**Passage given**
-.-.-
On September 19, 2020, Imagining America (IA) hosted a Teaching and Learning Circle webinar with Colette Cann and Eric DeMeulenaere, authors of The Activist Academic, Engaged Scholarship for Resistance, Hope, and Social Change, and with special guests Margo Okazawa Rey and John Saltmarsh. The dialogue focused on Cann and DeMeulenaere’s book, and its implications for scholar activists in this moment. The full video of the event is here.
Cann opened the webinar with a land acknowledgment and Black Lives Matter (BLM) acknowledgment, explaining why by sharing Eve Tuck’s chapter “Biting the University that Feeds Us,” a chapter in the edited volume Dissident Knowledge in Higher Education.
Cann then went on to set the norms that guided the way that participants and panelists gathered that day, including the importance of her own identity as a mother scholar. These principles are informed by some of the principles of the BLM movement:
• Loving engagement
• Move up, move back
• Love, study & struggle with joy
More than 150 participants were then invited to use the chat to introduce themselves, acknowledged the land on which they were based, and name the identities they hold. Before turning to the panelists for further dialogue, IA Faculty Director, Erica Kohl-Arenas, invited participants to share one burning question about activist academics or activist scholars with the authors.
-.-.-
**Exercise description**
Copy everything in the webinar recap from "Cann opened the" down to "in Higher Education.", renaming "chapter" as "essay" wherever it occurs.

**Dataset extract**
-.-.-
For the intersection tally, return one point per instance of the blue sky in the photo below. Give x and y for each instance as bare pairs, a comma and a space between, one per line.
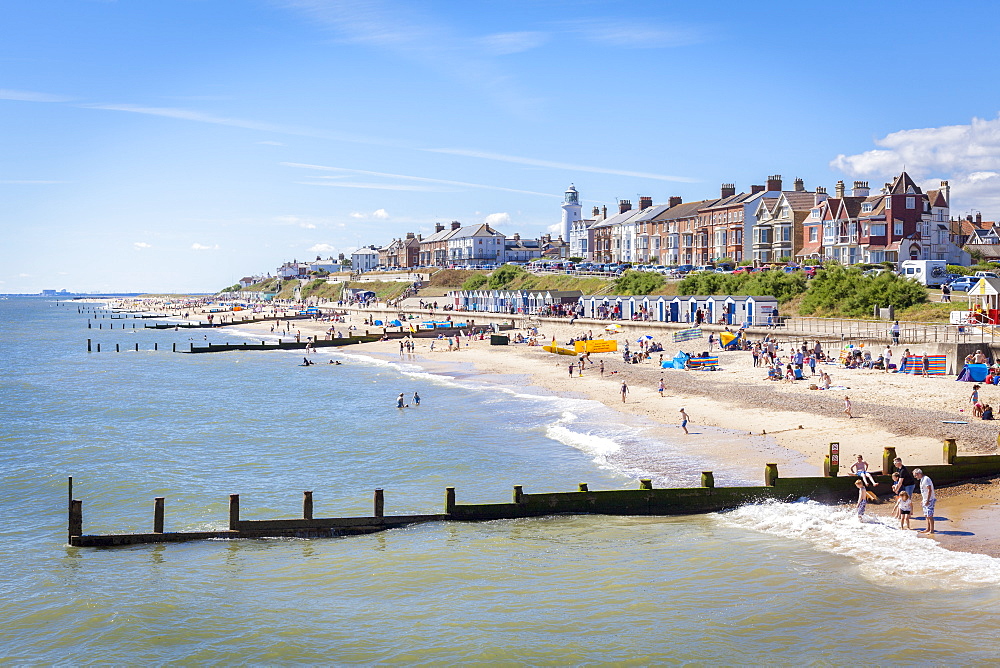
181, 145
-.-.-
**Reply**
Cann opened the webinar with a land acknowledgment and Black Lives Matter (BLM) acknowledgment, explaining why by sharing Eve Tuck’s essay “Biting the University that Feeds Us,” a essay in the edited volume Dissident Knowledge in Higher Education.